Work instructions:
Output only an exact transcription of the line containing "Return one point per instance of the glass" and all lines that follow it in the data below.

Material shown:
┌──

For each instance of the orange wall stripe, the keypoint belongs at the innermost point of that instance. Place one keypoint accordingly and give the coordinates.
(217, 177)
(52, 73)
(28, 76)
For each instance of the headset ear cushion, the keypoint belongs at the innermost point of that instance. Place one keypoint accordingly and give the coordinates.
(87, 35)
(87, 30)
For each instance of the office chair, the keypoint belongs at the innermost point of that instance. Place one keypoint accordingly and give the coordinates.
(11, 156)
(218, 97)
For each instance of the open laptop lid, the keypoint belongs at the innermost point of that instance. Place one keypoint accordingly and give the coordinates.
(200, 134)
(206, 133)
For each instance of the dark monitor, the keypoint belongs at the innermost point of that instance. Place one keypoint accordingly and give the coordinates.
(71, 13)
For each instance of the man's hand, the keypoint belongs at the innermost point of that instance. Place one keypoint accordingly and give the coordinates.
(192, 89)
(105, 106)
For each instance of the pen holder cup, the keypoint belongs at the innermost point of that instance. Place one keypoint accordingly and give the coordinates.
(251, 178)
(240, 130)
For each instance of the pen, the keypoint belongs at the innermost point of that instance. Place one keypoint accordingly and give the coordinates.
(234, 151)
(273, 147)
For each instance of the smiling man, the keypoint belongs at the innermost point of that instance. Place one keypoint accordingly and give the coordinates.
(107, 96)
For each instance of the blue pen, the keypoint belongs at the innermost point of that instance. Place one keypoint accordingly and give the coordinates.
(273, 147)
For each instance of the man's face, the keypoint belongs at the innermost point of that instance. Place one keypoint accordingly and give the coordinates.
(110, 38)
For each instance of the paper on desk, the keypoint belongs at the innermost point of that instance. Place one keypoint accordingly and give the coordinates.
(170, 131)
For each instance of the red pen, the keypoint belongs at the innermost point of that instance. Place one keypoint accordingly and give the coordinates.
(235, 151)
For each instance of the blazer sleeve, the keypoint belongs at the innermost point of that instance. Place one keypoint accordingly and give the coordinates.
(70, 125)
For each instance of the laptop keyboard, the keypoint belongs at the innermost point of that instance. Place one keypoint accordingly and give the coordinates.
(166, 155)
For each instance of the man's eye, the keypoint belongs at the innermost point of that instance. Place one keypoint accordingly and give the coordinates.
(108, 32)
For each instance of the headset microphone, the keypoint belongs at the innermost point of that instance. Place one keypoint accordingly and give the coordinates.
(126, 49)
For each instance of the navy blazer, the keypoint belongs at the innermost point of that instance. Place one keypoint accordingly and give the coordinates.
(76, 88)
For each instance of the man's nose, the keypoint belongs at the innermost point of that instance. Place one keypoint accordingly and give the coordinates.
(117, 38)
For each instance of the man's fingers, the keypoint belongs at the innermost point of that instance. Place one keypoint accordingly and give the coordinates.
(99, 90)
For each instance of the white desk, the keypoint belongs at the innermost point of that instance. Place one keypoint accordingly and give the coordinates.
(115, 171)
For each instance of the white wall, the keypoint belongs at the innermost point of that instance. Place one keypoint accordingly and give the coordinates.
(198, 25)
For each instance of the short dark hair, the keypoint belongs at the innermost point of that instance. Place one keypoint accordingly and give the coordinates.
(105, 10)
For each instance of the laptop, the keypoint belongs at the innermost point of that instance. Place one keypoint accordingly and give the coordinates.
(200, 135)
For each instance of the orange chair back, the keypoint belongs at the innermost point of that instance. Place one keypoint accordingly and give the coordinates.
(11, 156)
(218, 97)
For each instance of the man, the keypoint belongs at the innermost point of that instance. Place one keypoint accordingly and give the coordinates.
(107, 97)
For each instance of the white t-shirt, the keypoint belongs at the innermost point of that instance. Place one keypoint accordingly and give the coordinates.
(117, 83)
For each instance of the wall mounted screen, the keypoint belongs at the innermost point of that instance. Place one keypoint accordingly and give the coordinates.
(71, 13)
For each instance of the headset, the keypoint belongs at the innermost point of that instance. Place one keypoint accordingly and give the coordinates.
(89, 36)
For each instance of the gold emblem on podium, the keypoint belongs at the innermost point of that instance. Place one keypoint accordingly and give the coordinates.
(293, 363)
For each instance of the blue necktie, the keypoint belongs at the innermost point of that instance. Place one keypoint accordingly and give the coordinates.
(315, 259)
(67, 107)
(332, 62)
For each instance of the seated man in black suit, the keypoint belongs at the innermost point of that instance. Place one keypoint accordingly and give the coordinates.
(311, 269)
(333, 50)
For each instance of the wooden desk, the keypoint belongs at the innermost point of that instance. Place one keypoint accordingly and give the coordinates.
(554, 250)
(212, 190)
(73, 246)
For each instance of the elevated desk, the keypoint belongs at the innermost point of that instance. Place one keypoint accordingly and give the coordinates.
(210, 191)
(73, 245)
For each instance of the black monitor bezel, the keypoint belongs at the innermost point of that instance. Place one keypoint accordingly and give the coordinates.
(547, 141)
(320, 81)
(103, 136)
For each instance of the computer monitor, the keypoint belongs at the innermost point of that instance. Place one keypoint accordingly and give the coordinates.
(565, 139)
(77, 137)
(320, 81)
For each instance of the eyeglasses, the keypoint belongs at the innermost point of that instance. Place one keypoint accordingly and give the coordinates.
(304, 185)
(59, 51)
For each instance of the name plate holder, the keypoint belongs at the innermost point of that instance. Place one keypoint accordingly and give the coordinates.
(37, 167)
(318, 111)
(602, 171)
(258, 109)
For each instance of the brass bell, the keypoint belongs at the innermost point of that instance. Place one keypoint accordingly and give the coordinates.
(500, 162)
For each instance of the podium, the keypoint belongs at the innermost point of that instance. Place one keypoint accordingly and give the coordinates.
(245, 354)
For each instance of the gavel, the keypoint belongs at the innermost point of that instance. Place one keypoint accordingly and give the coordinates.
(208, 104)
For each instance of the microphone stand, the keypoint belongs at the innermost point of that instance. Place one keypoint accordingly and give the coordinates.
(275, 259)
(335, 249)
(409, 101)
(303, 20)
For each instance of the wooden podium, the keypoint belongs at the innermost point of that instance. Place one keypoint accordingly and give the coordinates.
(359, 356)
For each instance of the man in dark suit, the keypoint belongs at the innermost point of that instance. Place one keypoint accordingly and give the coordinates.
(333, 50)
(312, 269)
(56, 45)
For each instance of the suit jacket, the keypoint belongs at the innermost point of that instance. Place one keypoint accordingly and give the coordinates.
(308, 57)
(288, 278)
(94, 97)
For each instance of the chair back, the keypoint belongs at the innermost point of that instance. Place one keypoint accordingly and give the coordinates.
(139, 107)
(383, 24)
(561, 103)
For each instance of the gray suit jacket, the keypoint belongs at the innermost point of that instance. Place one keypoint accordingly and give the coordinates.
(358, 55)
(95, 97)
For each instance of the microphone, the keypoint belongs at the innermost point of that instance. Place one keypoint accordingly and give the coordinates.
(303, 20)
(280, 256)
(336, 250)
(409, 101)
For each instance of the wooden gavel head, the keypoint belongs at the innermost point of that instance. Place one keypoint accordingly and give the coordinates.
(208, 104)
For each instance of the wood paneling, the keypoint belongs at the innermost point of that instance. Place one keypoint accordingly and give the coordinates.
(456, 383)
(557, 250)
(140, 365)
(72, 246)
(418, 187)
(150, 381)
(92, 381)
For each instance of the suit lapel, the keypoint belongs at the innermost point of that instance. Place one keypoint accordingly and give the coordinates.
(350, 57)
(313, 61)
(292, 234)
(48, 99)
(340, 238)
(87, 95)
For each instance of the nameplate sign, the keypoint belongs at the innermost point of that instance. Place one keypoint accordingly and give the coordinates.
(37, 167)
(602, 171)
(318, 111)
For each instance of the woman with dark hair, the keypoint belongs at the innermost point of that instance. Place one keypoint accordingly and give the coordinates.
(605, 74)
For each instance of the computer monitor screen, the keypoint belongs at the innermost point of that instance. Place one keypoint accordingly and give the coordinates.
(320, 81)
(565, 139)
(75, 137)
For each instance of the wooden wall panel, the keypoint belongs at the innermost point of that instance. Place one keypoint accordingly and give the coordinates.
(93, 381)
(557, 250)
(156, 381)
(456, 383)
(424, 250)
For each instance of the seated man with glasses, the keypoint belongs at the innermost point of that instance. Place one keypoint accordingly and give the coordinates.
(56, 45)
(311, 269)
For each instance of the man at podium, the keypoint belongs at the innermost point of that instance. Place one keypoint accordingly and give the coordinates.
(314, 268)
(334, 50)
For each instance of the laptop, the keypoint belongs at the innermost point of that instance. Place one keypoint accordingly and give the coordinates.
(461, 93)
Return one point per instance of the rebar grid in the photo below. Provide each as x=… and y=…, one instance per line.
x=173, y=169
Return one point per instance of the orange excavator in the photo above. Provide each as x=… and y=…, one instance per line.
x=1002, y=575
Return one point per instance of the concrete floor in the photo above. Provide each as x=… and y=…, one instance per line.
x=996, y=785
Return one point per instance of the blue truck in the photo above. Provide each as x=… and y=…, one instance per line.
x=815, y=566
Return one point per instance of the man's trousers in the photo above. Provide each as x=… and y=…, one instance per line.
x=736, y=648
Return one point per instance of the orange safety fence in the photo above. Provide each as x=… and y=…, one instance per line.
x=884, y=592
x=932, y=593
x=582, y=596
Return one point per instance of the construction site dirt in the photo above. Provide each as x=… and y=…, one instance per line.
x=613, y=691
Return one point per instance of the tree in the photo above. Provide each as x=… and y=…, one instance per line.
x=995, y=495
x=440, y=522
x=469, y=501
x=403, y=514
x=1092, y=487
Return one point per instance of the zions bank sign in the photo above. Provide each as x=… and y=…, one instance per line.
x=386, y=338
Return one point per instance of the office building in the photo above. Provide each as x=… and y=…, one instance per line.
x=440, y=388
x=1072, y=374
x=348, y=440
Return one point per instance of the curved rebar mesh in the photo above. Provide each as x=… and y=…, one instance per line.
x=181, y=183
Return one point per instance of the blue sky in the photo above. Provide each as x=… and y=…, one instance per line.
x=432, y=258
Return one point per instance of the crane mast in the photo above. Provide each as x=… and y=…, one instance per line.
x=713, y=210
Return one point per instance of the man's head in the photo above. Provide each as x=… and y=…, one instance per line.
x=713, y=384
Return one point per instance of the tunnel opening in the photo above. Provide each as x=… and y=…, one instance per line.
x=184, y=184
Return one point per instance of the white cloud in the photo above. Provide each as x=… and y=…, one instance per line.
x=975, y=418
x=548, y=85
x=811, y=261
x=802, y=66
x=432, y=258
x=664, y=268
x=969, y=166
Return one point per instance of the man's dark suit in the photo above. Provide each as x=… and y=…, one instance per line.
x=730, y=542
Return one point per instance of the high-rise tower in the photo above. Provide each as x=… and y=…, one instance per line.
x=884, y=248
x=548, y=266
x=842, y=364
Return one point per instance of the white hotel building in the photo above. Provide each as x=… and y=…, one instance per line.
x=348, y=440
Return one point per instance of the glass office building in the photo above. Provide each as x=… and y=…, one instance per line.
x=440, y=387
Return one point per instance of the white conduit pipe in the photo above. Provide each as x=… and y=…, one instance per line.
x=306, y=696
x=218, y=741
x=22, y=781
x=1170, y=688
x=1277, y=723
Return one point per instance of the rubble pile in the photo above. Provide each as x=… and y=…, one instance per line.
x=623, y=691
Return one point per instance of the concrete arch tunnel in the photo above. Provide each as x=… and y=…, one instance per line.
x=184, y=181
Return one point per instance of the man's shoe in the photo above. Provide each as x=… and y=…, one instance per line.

└──

Answer below:
Return one point per instance of the glass office building in the photo above. Provide each as x=… and y=…, one instance per line.
x=440, y=387
Return one point per instance of the white conduit pipe in the photo above. Provide each as x=… and y=…, one instance per line.
x=306, y=696
x=218, y=741
x=22, y=781
x=1170, y=688
x=1277, y=723
Return one point per instance of the rubble pile in the photo above. Provide each as x=… and y=…, one instance per line.
x=623, y=691
Return one point per instance of the concrete arch tunnel in the photo above. Provide each as x=… and y=…, one instance per line.
x=184, y=181
Return one point per instance of the man's shoe in the photo above. Provide each as x=… and y=…, one instance per line.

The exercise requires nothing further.